Stated task 1: In the division-by-zero excerpt, who interpreted z/0=0 through the intuitive meaning of division, independently of the concept of the product?
Stated task 2: Write the next part of the division-by-zero excerpt, picking up after its final sentence.

Page excerpt:
The division by zero has a long and mysterious story over the world (see, for example, google site with division by zero) with its physical viewpoints since the document of zero in India on AD 628, however,
Sin-Ei, Takahasi (\cite{taka}) (see also \cite{kmsy}) established a simple and decisive interpretation (1.2) by analyzing some full extensions of fractions and by showing the complete characterization for the property (1.2). His result will show that our mathematics says that the result (1.2) should be accepted as a natural one:
\bigskip
{\bf Proposition. }{\it Let F be a function from ${\bf C }\times {\bf C }$ to ${\bf C }$ such that
$$
F (b, a)F (c, d)= F (bc, ad)
$$
for all
$$
a, b, c, d \in {\bf C }
$$
and
$$
F (b, a) = \frac {b}{a }, \quad a, b \in {\bf C }, a \ne 0.
$$
Then, we obtain, for any $b \in {\bf C } $
$$
F (b, 0) = 0.
$$}
\medskip
Furthermore, note that Hiroshi Michiwaki gave the important interpretation of the division by zero $z/0=0$ by the intuitive meaning of the division, independently of the concept of the product (see \cite{ann}).
We shall state the importance of the division by zero $z/0=0$.
\bigskip
\section{}
On AD 628, the zero was appeared in India, and the zero division $z/0=0$ was discovered on Feburary 2, 2014, definitely with the clear definition and motievation. The uniquess and the natural interpretation were given in \cite{taka, ttk,kmsy} and \cite{ann}, respectively. Several physical interpretations of the division by zero were given in \cite{kmsy}.
\bigskip
\section{}
By the introduction of the division by zero $z/0=0$, four arithmetic operations; that is,
addition, subtraction, multiplication, and division are always possible; note that for division, we were not able to divide by zero. There was one exceptional case for the division by zero.
\section{}
For the Euclidean (B.C. 3 Centuary ) geometry, two non-Euclidean geometries were appered about 2 hundred years ago, and in particular, in the elliptic type non-Euclidean geometry, the point at infinity was introduced by the stereoprojection of the Euclidean plane to the sphere and the concept is a standard one in complex analysis around over one hundered years. And then we have considered as $1/0= \infty$ (\cite{ahlfors}). However, surprisingly enough, the division by zero means that $1/0=0$.
\section{}
We shall recall the fundamental law by Newton:
\begin{equation}
F = G\frac{m_1 m_2}{r^2}
\end{equation}
for two masses $m_1, m_2$ with a distance $r$ and a constant $G$. Of course,
\begin{equation}
\lim_{r \to +0} F =\infty,
\end{equation}
however, we obtain the important interpretation:
\begin{equation}
F = 0 = G \frac{m_1 m_2}{0}.
\end{equation}
Of course, here, we can consider the above interpretation for the mathematical formula (4.1) as the new interpretation (4.3). We can find many physical formulas with the division by zero.

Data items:
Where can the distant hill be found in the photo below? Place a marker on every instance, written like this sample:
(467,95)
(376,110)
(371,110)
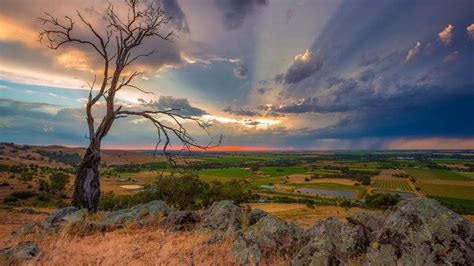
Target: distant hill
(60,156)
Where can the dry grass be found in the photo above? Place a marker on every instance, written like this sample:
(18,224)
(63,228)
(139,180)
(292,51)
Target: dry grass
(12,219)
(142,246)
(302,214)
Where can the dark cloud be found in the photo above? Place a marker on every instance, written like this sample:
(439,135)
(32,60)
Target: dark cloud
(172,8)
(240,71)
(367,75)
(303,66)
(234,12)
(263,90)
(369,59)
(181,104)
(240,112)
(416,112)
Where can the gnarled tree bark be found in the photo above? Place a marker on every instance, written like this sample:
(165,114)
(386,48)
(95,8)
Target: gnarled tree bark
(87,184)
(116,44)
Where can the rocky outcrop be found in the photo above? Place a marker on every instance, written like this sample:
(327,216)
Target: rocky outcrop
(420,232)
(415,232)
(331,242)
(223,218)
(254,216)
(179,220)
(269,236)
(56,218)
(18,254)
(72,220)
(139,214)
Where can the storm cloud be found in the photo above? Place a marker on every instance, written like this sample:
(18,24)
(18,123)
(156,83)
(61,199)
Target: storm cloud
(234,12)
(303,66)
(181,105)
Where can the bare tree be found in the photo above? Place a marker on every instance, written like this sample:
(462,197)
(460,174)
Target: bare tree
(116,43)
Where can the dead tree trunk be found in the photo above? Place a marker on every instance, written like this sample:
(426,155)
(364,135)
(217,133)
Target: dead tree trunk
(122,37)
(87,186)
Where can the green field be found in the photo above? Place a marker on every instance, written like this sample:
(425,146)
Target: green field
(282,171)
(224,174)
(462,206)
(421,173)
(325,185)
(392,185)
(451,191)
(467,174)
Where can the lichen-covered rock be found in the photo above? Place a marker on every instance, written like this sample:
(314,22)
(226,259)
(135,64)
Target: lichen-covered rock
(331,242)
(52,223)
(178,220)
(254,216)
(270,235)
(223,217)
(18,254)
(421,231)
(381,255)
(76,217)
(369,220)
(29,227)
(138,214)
---
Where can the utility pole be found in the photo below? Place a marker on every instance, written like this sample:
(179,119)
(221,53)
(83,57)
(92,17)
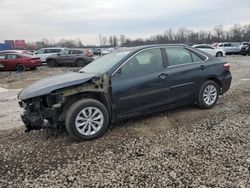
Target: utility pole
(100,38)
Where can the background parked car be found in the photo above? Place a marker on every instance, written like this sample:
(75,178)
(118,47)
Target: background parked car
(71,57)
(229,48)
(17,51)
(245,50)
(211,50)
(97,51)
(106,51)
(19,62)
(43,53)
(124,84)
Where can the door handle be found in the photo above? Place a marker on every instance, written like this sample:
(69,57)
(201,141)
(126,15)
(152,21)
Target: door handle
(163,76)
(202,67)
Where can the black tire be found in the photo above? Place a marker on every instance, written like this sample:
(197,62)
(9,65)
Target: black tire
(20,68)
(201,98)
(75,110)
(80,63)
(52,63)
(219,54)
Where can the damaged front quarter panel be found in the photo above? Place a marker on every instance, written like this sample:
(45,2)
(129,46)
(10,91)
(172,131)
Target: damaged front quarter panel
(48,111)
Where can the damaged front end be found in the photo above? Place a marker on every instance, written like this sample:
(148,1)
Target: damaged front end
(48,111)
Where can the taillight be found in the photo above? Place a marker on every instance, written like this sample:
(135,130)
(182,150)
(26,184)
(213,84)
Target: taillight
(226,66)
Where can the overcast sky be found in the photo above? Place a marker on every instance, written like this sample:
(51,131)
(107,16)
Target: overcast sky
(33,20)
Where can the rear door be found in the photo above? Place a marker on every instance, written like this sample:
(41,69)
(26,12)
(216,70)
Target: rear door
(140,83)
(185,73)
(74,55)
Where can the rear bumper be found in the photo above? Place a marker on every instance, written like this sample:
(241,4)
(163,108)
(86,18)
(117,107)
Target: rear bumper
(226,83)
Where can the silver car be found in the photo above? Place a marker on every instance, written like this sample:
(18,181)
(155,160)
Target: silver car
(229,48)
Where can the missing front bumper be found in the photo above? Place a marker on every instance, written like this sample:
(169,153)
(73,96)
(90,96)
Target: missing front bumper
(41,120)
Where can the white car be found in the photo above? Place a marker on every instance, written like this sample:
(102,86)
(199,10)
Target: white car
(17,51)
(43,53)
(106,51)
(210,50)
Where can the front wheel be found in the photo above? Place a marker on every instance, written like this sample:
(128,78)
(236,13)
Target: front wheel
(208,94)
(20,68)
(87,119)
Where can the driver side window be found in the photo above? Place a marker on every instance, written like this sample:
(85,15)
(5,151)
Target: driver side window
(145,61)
==
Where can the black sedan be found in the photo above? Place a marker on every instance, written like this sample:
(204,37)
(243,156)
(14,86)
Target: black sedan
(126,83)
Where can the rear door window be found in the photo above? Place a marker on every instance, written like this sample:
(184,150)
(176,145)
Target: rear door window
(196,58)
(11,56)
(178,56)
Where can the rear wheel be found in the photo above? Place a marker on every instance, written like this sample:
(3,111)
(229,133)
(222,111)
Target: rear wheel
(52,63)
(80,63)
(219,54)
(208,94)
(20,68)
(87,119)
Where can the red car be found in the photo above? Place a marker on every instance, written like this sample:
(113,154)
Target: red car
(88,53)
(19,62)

Reply 1: Hiroshi Michiwaki

Reply 2:
\section{}
In complex analysis, linear fractional functions
$$
W = \frac{az + b}{cz + d}, \quad ad -bc \ne 0,
$$
map the extended complex plane onto the extended complex plane containing the point at infinity, one to one, conformally, beautifully. This beautiful property is changed as the beautiful formula that linear fractional functions map the whole complex plane onto the whole complex plane, one to one, however, at one point of the singular point, the linear fractional functions have strong discontinuity.
The division by zero excludes the infinity from the numbers.
\section{}
We did, essentially, not consider the division by zero, and so the property of the division by zero; that is, at the isolated singular points of analytic functions, to consider the analytic functions are new mathematics and new research topics, essentially.
\section{}
The impact to complex analysis is unclear, we, however, obtain a typical new theorem:
\medskip
{\bf Theorem :} {\it Any analytic function takes a definite value at an isolated singular point }{\bf with a natural meaning.} The definite value is given by the first coefficient of the regular part in the Laurent expansion around the isolated singular point.
\medskip
This will be the fundamental theorem on the division by zero in Complex Analysis and we have many applications for the Sato hyperfunction theory, generating functions theory and singular integral theory (\cite{mst}).
\section{}
In particular, the divison by zero gives new interpretations on the finite part of Hadamard
for singular integrals and the Cauchy's principal values. The division by zero will represent discontinuity properties on the universe.
\section{}
Even for middle high shool students, the division by zero may be accepted as the beautiful result with great pleasures:
For the elementary function
$$
y = f(x) = \frac{1}{x}, 
$$
we have $f(0) = 0$; that is, $1/0=0$. 
\section{}
We can introduce the division by zero $100/0=0,0/0=0$ with the simple and natural definition for the division by the Hiroshi Michiwachi method (\cite{ann}) in the elementary school. The division by zero will request the change of all the related books and scientific books.
\section{Conclusion}
The division by zero $b/0=0$ is possible and the result is naturally determined, uniquely.
The result does not contradict with the present mathematics - however, in complex analysis, we need only to change a little presentation for the pole; not essentially, because we did not consider the division by zero, essentially.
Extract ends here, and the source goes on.